___ Exercise inputs ___
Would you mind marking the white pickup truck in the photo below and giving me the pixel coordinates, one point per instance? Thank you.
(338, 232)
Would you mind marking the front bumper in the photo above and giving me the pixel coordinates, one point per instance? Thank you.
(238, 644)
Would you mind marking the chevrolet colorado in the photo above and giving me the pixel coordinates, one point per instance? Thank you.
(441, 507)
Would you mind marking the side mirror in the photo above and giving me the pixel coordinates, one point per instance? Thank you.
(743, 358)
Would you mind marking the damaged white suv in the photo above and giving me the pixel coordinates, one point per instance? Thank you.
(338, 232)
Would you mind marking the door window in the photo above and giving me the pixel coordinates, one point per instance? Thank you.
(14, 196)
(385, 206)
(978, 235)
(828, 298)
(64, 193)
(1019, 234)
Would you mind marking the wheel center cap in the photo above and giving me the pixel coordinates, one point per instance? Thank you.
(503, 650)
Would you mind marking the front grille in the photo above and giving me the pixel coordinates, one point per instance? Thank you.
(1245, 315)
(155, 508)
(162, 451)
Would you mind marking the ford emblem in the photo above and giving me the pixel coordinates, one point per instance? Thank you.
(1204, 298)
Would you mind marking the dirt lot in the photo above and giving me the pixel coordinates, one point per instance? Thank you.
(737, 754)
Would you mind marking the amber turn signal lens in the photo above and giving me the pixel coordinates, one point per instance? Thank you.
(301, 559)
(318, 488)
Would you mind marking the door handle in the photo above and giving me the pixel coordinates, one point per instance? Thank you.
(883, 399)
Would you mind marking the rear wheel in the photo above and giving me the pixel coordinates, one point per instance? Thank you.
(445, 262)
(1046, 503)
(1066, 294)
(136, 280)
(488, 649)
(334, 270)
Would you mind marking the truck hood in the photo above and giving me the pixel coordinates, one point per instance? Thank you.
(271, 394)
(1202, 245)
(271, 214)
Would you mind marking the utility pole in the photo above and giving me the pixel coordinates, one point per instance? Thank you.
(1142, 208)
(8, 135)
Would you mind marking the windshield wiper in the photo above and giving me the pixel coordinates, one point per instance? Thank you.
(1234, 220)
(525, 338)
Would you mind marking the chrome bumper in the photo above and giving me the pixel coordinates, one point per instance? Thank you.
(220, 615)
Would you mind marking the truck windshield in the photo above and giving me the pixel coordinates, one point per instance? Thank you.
___
• [Instructions to follow]:
Update every one of the records above by changing "pixel coordinates" to "image coordinates" wherever it occurs, and leave all other wording as it is.

• [Written response]:
Would you mind marking the white pickup truck in the photo below and giving me the image coordinates, one point per instance? Thank you.
(338, 232)
Would you mind marking the front bumper in the photo above and giving me the image coordinates, one point per instance? Thank you.
(238, 644)
Would you mind marking the chevrolet colorado in the photo above and giving me the image coordinates, one point per instance? Thank you.
(441, 507)
Would you mind marking the side mirror in the photo above and giving me the image coordinates, one point per instance? Thank you.
(743, 358)
Would you mind marking the damaged white suv in the photo above and giving me the image coordinates, one point per instance? Thank you.
(338, 232)
Would you mind marking the door window in the photo above and giving me the image coordinates, one point per instance? Thank you.
(14, 196)
(385, 206)
(978, 235)
(828, 298)
(64, 193)
(1019, 234)
Would you mind marking the wheel center cap in the photo above and giving me the image coordinates, one point per instance? Thank you.
(503, 650)
Would you mind marking the front grille in the photo above and giving me the image coordinates, one point per instance? Thank you.
(1245, 315)
(155, 508)
(162, 451)
Would you mind marking the ford emblem in the photo above and giving me the image coordinates, one point per instance? Thank you.
(1204, 298)
Would you mind marking the dirt lot in the photo above and giving me the image coordinates, one point per instance? Thank you.
(737, 754)
Would you mind marking the amber turn signal lens in the photo above and giving me the image coordinates, one point per instance? Thank you.
(301, 559)
(318, 488)
Would you mind marking the door handle in the photo above and giving me the image coordinates, one point per instance? Thank you.
(883, 399)
Would you mind marking the rear wheel in the photo above and giving me the image coordinates, one point per instance? Thank you.
(445, 262)
(1046, 503)
(1066, 294)
(136, 280)
(488, 649)
(334, 270)
Would you mind marking the truck hood in the photo above and giving me the image coordinates, one point per instance? Thank you.
(271, 394)
(1202, 245)
(271, 214)
Would you mind marking the utility pole in the photo above and giving me the image coordinates, one point per instance? Thank you.
(1142, 208)
(8, 135)
Would you mind marking the windshield wiper in the photo above and giving me the image coordinates, one point per instance? Thank you.
(1234, 220)
(525, 338)
Would you mind marking the chrome bumper in the photo above and giving me the image coordinates, one point per instance? Thank you.
(220, 615)
Would you mind marking the truck windshield in the photo above and giving me the image coordinates, one point per instance? Thank you.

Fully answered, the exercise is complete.